**WHAT THE TASK ASKS**. Could you express the records below, from the line with "the front wheel" up to and including the line with "left=25, top=122, right=55, bottom=155", as a Markdown table with a Row column for the row number and a Line column for the line itself, leaving out blank lines?

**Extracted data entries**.

## BEGIN

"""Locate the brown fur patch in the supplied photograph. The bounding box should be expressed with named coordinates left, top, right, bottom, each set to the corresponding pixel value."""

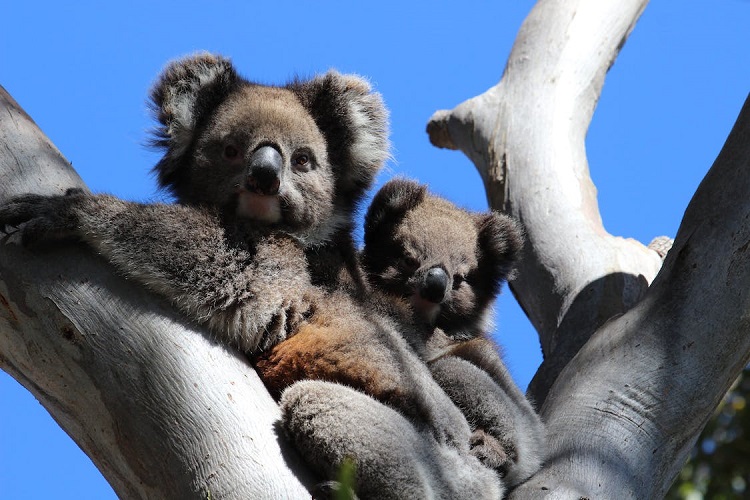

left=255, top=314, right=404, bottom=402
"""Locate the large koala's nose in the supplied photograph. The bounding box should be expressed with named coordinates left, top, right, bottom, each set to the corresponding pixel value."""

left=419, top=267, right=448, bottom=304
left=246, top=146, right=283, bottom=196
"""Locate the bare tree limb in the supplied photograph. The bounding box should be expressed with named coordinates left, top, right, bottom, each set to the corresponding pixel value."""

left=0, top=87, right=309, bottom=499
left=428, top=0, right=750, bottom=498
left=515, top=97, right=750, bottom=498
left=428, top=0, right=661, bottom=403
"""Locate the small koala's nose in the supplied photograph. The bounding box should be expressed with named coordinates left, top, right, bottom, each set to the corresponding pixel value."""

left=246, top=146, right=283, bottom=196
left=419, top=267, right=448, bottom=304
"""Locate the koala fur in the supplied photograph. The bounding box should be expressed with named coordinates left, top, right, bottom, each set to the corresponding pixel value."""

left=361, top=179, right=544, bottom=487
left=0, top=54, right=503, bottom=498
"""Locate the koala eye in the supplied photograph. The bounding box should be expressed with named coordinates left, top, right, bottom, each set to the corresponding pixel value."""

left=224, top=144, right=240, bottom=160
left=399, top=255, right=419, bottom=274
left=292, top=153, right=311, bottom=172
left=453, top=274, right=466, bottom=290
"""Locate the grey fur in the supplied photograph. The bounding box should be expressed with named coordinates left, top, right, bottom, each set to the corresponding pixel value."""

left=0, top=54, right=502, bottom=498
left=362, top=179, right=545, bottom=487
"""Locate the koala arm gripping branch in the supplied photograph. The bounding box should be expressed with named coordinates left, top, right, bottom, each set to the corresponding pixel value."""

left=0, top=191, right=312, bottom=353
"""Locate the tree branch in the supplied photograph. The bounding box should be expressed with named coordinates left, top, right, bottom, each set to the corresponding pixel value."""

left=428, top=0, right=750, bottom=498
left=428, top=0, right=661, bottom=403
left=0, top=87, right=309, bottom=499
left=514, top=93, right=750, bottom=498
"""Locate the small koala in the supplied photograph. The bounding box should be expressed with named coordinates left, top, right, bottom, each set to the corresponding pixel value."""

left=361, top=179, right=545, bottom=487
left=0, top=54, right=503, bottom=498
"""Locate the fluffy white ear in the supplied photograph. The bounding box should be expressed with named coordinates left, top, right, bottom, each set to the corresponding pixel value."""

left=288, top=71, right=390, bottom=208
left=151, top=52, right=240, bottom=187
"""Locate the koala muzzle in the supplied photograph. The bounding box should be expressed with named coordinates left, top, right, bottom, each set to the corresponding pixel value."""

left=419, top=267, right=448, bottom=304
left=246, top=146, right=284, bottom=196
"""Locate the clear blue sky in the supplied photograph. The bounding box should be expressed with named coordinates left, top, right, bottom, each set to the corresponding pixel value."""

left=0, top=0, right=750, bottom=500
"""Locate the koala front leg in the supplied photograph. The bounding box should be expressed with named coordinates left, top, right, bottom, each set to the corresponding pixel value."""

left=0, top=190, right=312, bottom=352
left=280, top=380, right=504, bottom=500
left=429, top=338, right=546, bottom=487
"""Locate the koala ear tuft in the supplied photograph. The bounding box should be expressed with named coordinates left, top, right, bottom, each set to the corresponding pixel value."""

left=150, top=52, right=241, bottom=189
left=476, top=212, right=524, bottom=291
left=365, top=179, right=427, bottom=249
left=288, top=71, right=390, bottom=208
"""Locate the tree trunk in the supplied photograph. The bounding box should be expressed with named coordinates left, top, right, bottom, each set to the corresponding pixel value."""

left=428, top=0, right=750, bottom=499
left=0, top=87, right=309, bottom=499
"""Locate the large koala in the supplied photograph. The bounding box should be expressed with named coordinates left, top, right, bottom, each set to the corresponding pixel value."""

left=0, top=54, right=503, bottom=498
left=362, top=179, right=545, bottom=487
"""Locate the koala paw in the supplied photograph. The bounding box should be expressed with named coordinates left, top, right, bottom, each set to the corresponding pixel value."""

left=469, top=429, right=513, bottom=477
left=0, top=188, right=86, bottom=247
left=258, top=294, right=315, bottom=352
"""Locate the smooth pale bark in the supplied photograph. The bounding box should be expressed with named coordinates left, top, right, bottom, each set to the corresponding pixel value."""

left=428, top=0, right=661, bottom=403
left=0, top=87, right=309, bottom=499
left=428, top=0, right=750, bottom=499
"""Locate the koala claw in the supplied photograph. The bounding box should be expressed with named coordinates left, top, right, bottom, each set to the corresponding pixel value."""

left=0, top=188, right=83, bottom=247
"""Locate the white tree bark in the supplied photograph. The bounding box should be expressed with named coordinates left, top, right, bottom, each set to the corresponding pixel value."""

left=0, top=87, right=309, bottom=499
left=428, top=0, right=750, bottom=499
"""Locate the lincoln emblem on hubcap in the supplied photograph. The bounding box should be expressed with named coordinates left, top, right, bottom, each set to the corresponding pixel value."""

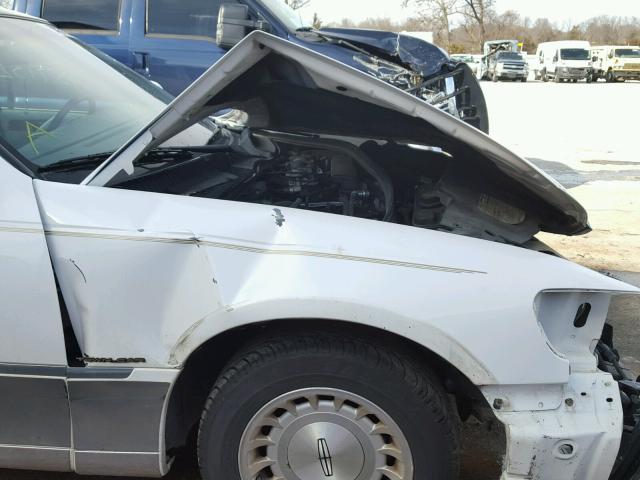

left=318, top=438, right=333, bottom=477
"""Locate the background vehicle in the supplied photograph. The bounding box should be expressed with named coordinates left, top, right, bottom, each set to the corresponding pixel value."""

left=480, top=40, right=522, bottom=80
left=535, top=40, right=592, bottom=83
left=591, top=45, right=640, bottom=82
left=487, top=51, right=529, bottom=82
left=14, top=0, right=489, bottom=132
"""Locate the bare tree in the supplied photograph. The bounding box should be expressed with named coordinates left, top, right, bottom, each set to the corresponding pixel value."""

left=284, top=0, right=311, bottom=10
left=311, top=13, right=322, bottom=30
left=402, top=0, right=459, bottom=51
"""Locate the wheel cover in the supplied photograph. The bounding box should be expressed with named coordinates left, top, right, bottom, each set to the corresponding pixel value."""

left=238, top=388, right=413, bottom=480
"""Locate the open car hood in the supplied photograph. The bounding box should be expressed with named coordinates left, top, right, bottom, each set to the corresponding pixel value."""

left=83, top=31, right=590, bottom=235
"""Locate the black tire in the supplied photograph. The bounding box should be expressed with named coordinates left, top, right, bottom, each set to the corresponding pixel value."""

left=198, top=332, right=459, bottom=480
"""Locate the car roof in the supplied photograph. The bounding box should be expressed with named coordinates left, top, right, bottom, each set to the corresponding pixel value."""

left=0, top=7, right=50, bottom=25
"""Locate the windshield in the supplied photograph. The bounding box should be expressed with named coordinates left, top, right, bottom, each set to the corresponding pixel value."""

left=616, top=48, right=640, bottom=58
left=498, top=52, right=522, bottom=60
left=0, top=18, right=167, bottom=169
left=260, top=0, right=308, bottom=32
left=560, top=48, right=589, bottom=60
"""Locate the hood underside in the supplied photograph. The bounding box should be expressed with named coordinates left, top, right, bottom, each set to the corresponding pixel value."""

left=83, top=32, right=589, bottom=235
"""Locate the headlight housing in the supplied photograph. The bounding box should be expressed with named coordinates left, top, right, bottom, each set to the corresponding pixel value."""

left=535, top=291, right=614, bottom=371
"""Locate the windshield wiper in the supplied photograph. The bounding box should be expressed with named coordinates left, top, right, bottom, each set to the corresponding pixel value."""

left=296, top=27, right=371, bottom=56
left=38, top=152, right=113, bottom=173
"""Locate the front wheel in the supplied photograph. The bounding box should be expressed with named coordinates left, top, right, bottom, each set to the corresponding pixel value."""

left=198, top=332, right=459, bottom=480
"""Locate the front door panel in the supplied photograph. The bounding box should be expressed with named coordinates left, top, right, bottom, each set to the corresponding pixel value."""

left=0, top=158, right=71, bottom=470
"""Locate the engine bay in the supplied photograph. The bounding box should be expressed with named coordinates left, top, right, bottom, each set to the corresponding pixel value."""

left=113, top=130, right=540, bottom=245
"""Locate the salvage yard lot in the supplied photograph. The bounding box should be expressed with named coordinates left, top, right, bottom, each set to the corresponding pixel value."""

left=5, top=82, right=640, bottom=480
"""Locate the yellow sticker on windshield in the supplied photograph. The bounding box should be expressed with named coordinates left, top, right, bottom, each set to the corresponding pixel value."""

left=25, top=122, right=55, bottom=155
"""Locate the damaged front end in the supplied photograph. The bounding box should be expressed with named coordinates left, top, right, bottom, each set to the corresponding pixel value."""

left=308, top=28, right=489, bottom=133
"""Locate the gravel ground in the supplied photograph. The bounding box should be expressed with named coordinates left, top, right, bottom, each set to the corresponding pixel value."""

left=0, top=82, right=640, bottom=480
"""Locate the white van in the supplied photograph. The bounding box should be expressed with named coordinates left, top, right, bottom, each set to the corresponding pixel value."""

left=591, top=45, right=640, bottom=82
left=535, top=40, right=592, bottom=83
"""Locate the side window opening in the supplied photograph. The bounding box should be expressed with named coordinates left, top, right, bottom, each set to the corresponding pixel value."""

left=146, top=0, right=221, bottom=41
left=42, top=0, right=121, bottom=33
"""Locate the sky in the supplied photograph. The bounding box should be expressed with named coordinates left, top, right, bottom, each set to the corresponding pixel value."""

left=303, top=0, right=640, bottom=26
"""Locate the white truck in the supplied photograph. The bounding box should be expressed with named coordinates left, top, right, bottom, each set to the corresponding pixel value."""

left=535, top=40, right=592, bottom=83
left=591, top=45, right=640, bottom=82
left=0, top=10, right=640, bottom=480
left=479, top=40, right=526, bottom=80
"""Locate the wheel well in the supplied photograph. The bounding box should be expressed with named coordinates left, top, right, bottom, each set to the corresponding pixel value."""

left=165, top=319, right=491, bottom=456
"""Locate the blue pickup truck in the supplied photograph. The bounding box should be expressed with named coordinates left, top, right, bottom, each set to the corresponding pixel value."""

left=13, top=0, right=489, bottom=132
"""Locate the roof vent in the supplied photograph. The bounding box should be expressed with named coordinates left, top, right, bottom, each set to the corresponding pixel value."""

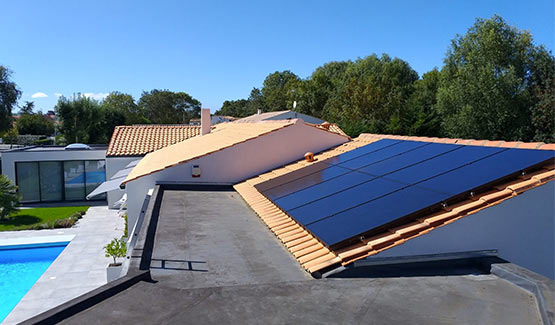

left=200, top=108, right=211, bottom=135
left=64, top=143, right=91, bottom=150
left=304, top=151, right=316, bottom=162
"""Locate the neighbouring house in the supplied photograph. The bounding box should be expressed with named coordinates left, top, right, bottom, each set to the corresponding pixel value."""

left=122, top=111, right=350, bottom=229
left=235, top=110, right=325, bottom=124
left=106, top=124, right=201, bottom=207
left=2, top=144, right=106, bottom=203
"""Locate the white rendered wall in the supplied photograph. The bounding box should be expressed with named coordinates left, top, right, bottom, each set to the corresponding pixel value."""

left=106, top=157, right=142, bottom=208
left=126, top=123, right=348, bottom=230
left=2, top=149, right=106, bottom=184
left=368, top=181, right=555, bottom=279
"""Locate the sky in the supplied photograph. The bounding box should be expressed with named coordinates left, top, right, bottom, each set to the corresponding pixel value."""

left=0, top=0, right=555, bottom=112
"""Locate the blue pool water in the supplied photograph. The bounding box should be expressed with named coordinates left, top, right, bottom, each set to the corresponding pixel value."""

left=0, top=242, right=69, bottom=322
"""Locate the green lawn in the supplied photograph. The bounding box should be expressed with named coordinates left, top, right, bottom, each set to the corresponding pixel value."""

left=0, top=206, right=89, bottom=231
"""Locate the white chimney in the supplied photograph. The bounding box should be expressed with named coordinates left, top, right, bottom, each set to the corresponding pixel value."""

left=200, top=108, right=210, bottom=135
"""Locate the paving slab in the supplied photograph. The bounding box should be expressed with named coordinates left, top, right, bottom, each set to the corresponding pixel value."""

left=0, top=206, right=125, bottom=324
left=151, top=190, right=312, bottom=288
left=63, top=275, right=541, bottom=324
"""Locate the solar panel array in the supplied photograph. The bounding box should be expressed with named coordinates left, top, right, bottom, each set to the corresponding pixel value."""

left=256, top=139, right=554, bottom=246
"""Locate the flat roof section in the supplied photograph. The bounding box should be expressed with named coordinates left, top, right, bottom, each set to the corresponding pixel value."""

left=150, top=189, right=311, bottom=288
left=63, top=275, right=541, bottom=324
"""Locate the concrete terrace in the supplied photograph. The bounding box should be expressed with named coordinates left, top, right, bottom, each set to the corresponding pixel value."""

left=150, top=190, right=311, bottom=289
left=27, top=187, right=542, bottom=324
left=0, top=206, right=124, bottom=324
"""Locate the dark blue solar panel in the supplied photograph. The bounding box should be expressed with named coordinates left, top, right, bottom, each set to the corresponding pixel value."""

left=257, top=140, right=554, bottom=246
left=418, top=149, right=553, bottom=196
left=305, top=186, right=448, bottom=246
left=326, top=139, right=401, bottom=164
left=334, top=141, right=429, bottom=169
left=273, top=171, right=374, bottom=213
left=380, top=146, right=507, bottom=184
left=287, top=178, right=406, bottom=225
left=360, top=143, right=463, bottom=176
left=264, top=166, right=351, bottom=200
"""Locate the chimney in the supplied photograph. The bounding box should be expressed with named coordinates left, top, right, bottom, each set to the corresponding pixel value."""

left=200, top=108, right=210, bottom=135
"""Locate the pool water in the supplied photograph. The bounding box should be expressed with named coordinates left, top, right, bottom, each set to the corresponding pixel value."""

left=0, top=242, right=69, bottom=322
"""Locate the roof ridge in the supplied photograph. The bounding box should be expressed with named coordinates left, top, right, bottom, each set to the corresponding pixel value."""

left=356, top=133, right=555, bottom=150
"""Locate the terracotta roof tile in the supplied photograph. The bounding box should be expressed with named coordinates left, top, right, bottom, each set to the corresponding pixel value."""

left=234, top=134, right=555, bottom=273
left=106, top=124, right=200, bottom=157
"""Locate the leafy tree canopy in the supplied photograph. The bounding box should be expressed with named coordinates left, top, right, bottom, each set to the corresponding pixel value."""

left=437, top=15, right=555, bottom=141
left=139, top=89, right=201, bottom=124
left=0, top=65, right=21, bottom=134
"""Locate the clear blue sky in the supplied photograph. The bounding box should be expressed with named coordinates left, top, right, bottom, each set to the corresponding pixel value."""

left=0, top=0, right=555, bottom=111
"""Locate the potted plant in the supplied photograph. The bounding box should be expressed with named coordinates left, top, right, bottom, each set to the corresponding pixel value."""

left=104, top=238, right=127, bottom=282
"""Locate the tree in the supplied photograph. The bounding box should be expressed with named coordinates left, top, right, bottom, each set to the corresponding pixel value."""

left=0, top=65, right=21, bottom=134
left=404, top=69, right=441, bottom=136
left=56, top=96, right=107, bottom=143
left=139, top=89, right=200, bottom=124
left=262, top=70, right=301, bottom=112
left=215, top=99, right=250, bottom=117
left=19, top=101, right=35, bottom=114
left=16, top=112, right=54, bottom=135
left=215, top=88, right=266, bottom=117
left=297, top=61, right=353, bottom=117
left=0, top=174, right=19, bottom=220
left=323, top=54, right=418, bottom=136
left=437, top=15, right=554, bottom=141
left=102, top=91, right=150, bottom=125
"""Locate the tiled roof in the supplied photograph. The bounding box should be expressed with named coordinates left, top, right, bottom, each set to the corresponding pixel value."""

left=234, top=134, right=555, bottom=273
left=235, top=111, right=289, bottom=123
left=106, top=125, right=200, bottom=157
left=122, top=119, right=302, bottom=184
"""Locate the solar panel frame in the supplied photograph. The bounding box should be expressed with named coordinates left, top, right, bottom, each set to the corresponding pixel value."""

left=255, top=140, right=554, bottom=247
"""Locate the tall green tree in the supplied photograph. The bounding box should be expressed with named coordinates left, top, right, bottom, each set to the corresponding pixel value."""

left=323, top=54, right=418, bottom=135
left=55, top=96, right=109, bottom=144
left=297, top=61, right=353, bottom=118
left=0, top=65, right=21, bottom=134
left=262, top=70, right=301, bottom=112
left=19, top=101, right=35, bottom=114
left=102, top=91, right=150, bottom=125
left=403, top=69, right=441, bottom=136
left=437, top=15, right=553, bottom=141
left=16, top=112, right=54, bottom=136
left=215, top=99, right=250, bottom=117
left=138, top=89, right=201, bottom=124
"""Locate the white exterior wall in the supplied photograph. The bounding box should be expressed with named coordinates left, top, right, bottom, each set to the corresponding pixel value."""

## END

**IN RESPONSE**.
| Row | Line |
|---|---|
| 1 | """Locate the front wheel in the supplied photograph. The bounding box should be expressed with named coordinates left, top, right, bottom, each set to the corresponding pixel value.""" |
| 2 | left=198, top=332, right=459, bottom=480 |
| 3 | """Locate the front door panel in the supplied photograph. The bounding box should be expressed with named coordinates left, top, right, bottom, each set to the corresponding pixel value.""" |
| 4 | left=0, top=158, right=71, bottom=470 |
| 5 | """Locate the engine bay in the supplied photograph. The bounding box should be expressed with named coordinates left, top, right, bottom, each set to the corresponding pixel value.""" |
| 6 | left=113, top=130, right=540, bottom=245 |
| 7 | """Locate the salvage yard lot in the supplied photograph. The bounding box should be expressed with named coordinates left, top, right, bottom, each set to the corresponding pixel value.""" |
| 8 | left=5, top=82, right=640, bottom=480 |
| 9 | """Locate the yellow sticker on windshield in the supplied photograph. The bounding box should be expressed with named coordinates left, top, right, bottom, each set to the corresponding pixel value.""" |
| 10 | left=25, top=122, right=55, bottom=155 |